- _INSTRUCTIONS TO FOLLOW_
Please put each of the lines below into a two-column CSV, one row apiece, with its text under "input" and its answer under "output". Enclose every field in double quotes and replace line breaks with spaces.

Source records:
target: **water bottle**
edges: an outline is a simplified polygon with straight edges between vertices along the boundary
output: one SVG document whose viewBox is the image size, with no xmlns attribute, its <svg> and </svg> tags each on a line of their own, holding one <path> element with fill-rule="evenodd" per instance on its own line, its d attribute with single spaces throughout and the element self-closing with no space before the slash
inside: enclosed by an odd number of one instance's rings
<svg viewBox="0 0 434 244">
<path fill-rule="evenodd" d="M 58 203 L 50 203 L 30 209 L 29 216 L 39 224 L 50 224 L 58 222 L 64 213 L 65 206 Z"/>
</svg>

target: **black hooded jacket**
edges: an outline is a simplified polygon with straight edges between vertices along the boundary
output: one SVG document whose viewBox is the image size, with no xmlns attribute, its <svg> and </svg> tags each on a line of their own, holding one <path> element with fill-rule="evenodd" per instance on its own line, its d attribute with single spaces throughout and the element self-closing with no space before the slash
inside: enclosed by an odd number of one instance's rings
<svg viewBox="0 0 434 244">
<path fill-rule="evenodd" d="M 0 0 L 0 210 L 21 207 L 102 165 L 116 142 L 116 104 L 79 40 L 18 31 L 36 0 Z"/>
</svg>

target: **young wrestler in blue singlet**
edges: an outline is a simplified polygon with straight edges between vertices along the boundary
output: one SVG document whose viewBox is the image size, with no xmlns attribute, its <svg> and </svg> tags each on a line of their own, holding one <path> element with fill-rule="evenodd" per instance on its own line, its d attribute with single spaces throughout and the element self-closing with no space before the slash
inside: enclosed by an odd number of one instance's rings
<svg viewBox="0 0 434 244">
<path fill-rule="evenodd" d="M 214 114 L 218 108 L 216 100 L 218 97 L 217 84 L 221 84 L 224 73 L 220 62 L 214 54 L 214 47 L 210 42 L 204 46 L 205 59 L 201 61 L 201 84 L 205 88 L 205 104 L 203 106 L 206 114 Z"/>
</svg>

- _SOLUTION_
input,output
"target: **water bottle** edges: an outline is a simplified polygon with straight edges between vertices along the boundary output: one SVG document whose viewBox is the image size, with no xmlns attribute, its <svg> and </svg> tags each on a line of their own, holding one <path> element with fill-rule=""evenodd"" per instance on its own line, its d attribute with single spaces throughout and the element self-closing with no space before the slash inside: enclosed by an odd number of one instance's rings","<svg viewBox=""0 0 434 244""> <path fill-rule=""evenodd"" d=""M 58 203 L 50 203 L 30 209 L 29 216 L 39 224 L 50 224 L 58 222 L 64 213 L 65 206 Z""/> </svg>"
"target: **black hooded jacket** edges: an outline is a simplified polygon with straight edges between vertices along the boundary output: one SVG document whose viewBox is the image size, with no xmlns attribute, its <svg> and </svg> tags each on a line of their own, holding one <path> element with fill-rule=""evenodd"" per instance on its own line, its d attribute with single spaces throughout and the element self-closing with no space before the slash inside: enclosed by an odd number of one instance's rings","<svg viewBox=""0 0 434 244""> <path fill-rule=""evenodd"" d=""M 0 0 L 0 210 L 21 207 L 102 165 L 116 142 L 116 104 L 79 40 L 18 31 L 36 0 Z""/> </svg>"
"target: **young wrestler in blue singlet** edges: an outline is a simplified polygon with straight edges between vertices along the boundary output: one SVG document whose viewBox is the image size, with no xmlns attribute, its <svg> and </svg> tags each on a line of their own, holding one <path> element with fill-rule=""evenodd"" per instance on its own line, its d attribute with single spaces throughout and the element self-closing with no space before the slash inside: enclosed by an odd number of one instance's rings","<svg viewBox=""0 0 434 244""> <path fill-rule=""evenodd"" d=""M 214 114 L 218 108 L 216 100 L 218 97 L 217 84 L 221 84 L 224 73 L 220 62 L 214 54 L 214 47 L 210 42 L 204 46 L 205 59 L 201 61 L 201 84 L 205 88 L 205 104 L 203 106 L 206 114 Z""/> </svg>"